— Aim A —
Copy from the Sapa travel blog the passage that starts with the words containing "Sapa is a moutainous" and ends with "who live there.".
— Aim B —
Go on writing the Sapa travel blog, picking up right after its final sentence.

Sunday, December 30, 2007

Hmong people near Sapa















Our second day in Sapa, consisted of a good 4 hour hike with two Hmong women to their village down the mountain. We had a great day of cultural exchange with them that included trekking down the rice-terraced mountain, exchanging stories of our families and lives (they could speak English fairly well), enjoying soup together, watching them harvest a garden, visiting their homes and buying some embroidered fabric and jewelry from them.



The women were especially nimble and strong, trekking down the muddy sides of the mountain with ease wearing sandles, while Andrew and I carefully watched our footing as we moved over rocks, crossed through mud and small streams. At a few points in our hike, both Hmong women held my hands to help me down the path. They were lively, humourous and great guides. Definitely a day I'll remember for a long time.

Andrew's New Hobbies



While in Sapa, Andrew acquired two new hobbies: admiring cabbages and giving northern water buffalo a good itching.

Trekking in Sapa





Sapa is a moutainous town in the North of Vietnam, close to the border with China. Andrew and I traveled there to do some hiking in the moutains to see beautiful rice-terraced hillsides and the villages of the Hmong people who live there.

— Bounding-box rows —
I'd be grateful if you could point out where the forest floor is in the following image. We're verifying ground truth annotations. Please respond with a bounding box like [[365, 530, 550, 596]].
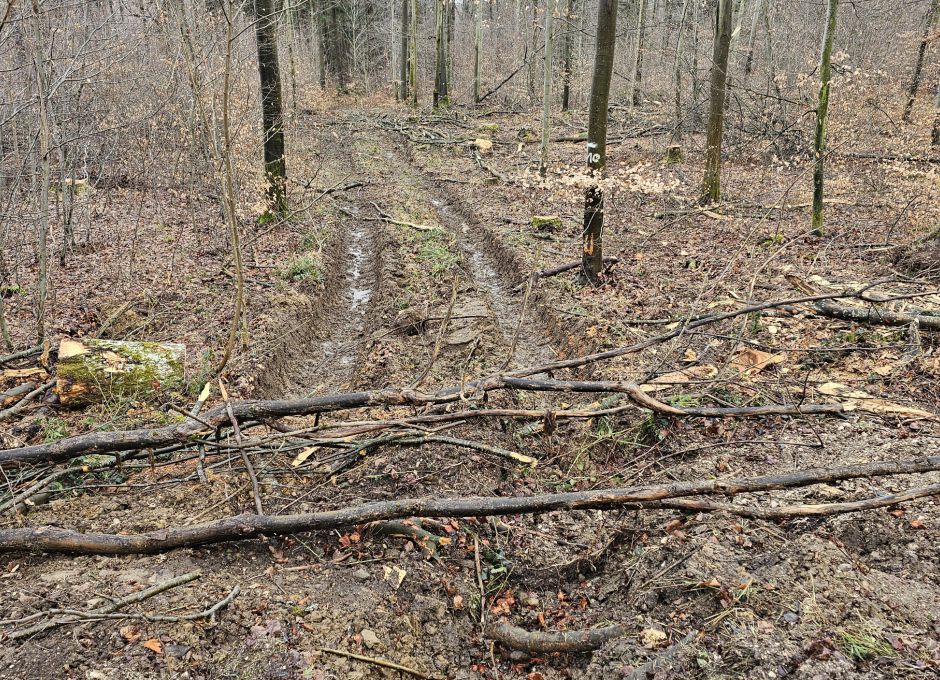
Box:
[[0, 97, 940, 680]]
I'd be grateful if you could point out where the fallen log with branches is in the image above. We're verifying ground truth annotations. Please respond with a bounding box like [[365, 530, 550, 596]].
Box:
[[0, 456, 940, 555]]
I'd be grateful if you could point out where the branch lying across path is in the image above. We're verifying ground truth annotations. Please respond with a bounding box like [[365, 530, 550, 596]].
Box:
[[9, 571, 202, 640], [0, 378, 845, 465], [0, 456, 940, 555], [483, 623, 624, 654], [814, 300, 940, 331]]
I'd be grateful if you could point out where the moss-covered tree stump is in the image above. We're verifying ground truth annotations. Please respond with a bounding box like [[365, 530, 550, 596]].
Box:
[[56, 338, 186, 406]]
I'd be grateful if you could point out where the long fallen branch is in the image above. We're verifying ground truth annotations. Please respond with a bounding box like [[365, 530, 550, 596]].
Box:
[[0, 456, 940, 555], [483, 623, 624, 654], [9, 571, 202, 640], [0, 378, 845, 465]]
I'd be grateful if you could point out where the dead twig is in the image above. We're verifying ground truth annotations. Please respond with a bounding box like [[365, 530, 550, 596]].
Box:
[[0, 456, 940, 555], [318, 647, 435, 680], [484, 623, 624, 654], [9, 571, 202, 640]]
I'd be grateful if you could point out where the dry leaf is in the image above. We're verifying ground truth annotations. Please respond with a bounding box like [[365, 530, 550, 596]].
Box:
[[144, 638, 163, 654], [290, 446, 320, 467], [640, 628, 666, 649], [730, 347, 784, 375], [382, 565, 408, 590], [118, 625, 140, 642], [816, 382, 937, 420], [640, 364, 718, 392]]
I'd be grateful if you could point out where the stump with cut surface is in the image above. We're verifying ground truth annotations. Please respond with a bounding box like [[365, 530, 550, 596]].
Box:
[[55, 338, 186, 406]]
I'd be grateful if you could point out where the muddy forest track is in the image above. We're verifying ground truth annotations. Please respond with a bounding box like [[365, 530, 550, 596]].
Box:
[[257, 126, 383, 396]]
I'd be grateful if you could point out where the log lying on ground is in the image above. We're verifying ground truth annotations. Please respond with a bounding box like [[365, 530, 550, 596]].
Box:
[[0, 456, 940, 555], [483, 623, 624, 654], [814, 300, 940, 331], [55, 338, 186, 406], [0, 376, 844, 465]]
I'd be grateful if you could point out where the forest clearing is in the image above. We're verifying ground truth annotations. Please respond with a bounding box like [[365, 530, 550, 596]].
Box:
[[0, 0, 940, 680]]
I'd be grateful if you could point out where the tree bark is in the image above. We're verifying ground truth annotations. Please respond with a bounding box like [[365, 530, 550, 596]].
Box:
[[581, 0, 618, 283], [398, 0, 411, 102], [744, 0, 764, 78], [0, 454, 940, 555], [473, 0, 483, 104], [561, 0, 576, 111], [255, 0, 287, 215], [433, 0, 449, 109], [901, 0, 940, 123], [539, 0, 555, 177], [630, 0, 648, 106], [702, 0, 731, 203], [813, 0, 839, 234]]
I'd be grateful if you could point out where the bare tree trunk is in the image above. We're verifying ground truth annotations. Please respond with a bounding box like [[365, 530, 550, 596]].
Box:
[[702, 0, 731, 203], [692, 0, 702, 125], [255, 0, 287, 215], [930, 72, 940, 146], [32, 0, 52, 344], [672, 0, 695, 143], [215, 0, 246, 375], [311, 0, 326, 92], [901, 0, 940, 123], [539, 0, 555, 177], [744, 0, 764, 78], [433, 0, 449, 108], [813, 0, 839, 234], [561, 0, 576, 111], [408, 0, 418, 106], [630, 0, 647, 106], [398, 0, 411, 102], [473, 0, 483, 104], [581, 0, 618, 283]]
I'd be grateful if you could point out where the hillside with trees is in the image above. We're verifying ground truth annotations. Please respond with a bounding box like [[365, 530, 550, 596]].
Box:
[[0, 0, 940, 680]]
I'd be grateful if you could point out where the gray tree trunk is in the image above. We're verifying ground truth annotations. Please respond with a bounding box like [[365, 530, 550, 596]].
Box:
[[813, 0, 839, 233], [581, 0, 618, 283], [702, 0, 731, 203]]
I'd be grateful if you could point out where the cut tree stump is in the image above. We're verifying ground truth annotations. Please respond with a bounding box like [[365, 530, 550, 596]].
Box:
[[55, 338, 186, 406]]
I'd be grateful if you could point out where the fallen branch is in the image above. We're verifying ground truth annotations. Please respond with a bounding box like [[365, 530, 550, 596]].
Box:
[[0, 345, 42, 366], [624, 630, 698, 680], [0, 378, 56, 423], [0, 456, 940, 555], [319, 647, 434, 680], [0, 378, 844, 464], [9, 571, 202, 640], [813, 300, 940, 331], [483, 623, 624, 654]]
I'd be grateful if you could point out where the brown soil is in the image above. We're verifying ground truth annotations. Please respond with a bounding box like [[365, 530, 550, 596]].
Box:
[[0, 102, 940, 680]]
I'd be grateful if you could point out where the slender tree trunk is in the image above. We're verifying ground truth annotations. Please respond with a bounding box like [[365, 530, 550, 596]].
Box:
[[581, 0, 618, 283], [398, 0, 411, 102], [473, 0, 483, 104], [255, 0, 287, 215], [539, 0, 555, 177], [691, 0, 702, 125], [813, 0, 839, 233], [32, 0, 52, 344], [702, 0, 731, 203], [433, 0, 449, 108], [311, 0, 327, 92], [744, 0, 764, 78], [561, 0, 575, 111], [630, 0, 647, 106], [672, 0, 696, 143], [408, 0, 418, 106], [930, 71, 940, 146], [901, 0, 940, 123]]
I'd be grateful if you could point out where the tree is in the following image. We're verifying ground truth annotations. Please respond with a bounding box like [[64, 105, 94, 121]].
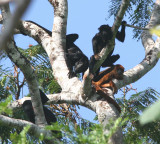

— Task answer A —
Sapa is a moutainous town in the North of Vietnam, close to the border with China. Andrew and I traveled there to do some hiking in the moutains to see beautiful rice-terraced hillsides and the villages of the Hmong people who live there.

— Task answer B —
The weather there was the coldest we have encountered since leaving the United States. In Sapa itself, it was foggy, misty and about 45-55 degrees. I know 45 degrees is not that cold, but it is cold when you do not have a jacket, but only a zip-up, hat, scarf, and gloves. It is even colder when none of the buildings have heat. Let's just say that taking a shower was an exercise in self-discipline. A better way to think of our time in Sapa is to think of camping in the fall. Its always cold, you never fully heat up but its pretty and you appreciate the views.


We stayed there for 2 days and 1 night. After we were done hiking, we would go to the 1 or 2 bars in town that had a fireplace to bring our temperatures back up. Then we would go back to our hotel and lay under the covers, this was nice but hard to get out of when you feel so toasty warm inside.


The hiking of trekking in Sapa was beautiful. Once you hiked down from the town, you would get out of the mist to see beautifully terraced hills and valleys. You would also get to visit a number of villages of the Hmong people. Enjoy the photos from our hikes.

Museums of Hanoi





While in Hanoi, Andrew and I thought it would be best to visit the museums of Vietnam, especially those that commented on the Vietnam War. In our few days in Hanoi, we visited the Army Museum (lots of old planes, bombs and artifacts from Vietnam's history of trying to overthrow colonizers -China, France and the US), the B-52 Museum (a collection of B-52 planes and parts shot down during the Vietnam War), the Ho Chi Minh Museum and Mausoleum (the museum itself was very modern and artsy, we didn't get to see Ho Chi Minh in the mausoleum though because it is only open to viewing in the morning hours) and the Ethnology Museum, which highlights the different ethnic groups in Vietnam (lots of good exhibits on the Hmong people).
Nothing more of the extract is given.